───── Vorliegender Text ─────
Preisvergleich II

Jetzt mal ehrlich. Die „radikalen Preissenkungen“ mit denen hierzulande bei Grossverteilern um die Käufergunst gebettelt wird, sind ja wohl ein blanker Witz. Man gebe den tiefen Euro an die Kunden weiter, heisst es, und sogar vom Boykott von Zwischenhändlern einzelner Produkte war Ende 2011 die Rede. „Uncle Ben’s“ gab es zwischenzeitlich nicht mehr überall zu haben – inzwischen gehören leer geräumte Verkaufsreale jedoch schon wieder der Vergangenheit an und der Kunde „profitiert“ von Vergünstigungen bis zu 20%. Sagen die Grossverteiler.
─────
● **Schriftliche Aufgabe 1**
Bitte schreibe den Text über die Preissenkungen von „Jetzt mal ehrlich.“ bis „Sagen die Grossverteiler.“ neu und setze dabei „Lieferanten“ anstelle von „Zwischenhändlern“ ein.
● **Schriftliche Aufgabe 2**
Fasse den Text über die Preissenkungen in zwei Sätzen zusammen.
● **Schriftliche Aufgabe 3**
Wie hoch sind laut dem Text über die Preissenkungen die Vergünstigungen für den Kunden?
───── Datenzeilen ─────
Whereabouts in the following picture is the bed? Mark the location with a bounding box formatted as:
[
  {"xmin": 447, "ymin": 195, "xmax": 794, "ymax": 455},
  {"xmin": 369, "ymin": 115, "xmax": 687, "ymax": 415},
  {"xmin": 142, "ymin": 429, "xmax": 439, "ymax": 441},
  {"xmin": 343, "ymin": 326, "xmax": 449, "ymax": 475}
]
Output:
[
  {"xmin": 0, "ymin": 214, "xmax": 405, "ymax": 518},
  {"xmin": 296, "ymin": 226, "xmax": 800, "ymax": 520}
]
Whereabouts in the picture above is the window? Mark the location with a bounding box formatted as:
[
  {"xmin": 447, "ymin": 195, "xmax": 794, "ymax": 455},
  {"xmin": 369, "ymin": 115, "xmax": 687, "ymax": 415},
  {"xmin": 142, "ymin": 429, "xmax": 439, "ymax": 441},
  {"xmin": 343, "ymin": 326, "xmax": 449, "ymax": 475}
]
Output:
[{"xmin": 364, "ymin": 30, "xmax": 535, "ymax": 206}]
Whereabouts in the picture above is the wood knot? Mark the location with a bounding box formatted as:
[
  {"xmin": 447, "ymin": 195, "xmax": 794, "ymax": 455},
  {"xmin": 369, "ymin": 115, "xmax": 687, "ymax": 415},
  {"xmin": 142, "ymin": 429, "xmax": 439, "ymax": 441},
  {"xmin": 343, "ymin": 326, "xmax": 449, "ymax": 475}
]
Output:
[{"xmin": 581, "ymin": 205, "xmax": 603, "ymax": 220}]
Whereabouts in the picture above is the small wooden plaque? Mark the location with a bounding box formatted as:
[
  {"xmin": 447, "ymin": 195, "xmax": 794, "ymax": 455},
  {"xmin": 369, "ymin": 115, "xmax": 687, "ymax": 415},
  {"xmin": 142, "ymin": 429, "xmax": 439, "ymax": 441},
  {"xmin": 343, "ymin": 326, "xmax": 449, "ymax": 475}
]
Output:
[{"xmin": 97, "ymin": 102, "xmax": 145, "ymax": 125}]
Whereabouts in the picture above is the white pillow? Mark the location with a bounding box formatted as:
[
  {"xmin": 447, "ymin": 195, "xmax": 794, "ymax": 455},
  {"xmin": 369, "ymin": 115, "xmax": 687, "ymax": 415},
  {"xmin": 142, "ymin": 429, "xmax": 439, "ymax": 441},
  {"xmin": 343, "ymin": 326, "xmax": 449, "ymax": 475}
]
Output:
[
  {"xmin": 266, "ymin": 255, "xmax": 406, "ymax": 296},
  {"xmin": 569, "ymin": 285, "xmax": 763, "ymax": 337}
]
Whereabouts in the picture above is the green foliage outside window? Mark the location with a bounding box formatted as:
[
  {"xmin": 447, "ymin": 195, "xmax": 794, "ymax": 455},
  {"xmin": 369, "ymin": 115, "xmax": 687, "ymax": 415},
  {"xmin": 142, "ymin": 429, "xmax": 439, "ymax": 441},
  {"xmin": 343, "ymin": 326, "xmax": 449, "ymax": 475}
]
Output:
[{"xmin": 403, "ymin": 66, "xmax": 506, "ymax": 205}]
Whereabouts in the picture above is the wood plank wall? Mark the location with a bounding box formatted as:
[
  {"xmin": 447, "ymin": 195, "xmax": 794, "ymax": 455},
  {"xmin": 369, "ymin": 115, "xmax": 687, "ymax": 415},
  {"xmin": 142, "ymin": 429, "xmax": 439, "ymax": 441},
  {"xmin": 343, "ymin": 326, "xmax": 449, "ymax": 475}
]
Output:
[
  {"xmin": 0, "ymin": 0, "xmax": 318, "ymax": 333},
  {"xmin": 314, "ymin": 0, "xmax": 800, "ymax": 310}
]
─────
● **Lösung der Aufgabe 1**
Jetzt mal ehrlich. Die „radikalen Preissenkungen“ mit denen hierzulande bei Grossverteilern um die Käufergunst gebettelt wird, sind ja wohl ein blanker Witz. Man gebe den tiefen Euro an die Kunden weiter, heisst es, und sogar vom Boykott von Lieferanten einzelner Produkte war Ende 2011 die Rede. „Uncle Ben’s“ gab es zwischenzeitlich nicht mehr überall zu haben – inzwischen gehören leer geräumte Verkaufsreale jedoch schon wieder der Vergangenheit an und der Kunde „profitiert“ von Vergünstigungen bis zu 20%. Sagen die Grossverteiler.

● **Lösung der Aufgabe 2**
Die „radikalen Preissenkungen“ der Grossverteiler gelten im Text als blanker Witz, obwohl es heisst, man gebe den tiefen Euro an die Kunden weiter, und Ende 2011 sogar vom Boykott von Zwischenhändlern einzelner Produkte die Rede war. Nachdem „Uncle Ben’s“ zwischenzeitlich nicht mehr überall zu haben war, profitiert der Kunde laut den Grossverteilern inzwischen von Vergünstigungen bis zu 20 %.

● **Lösung der Aufgabe 3**
Bis zu 20 %.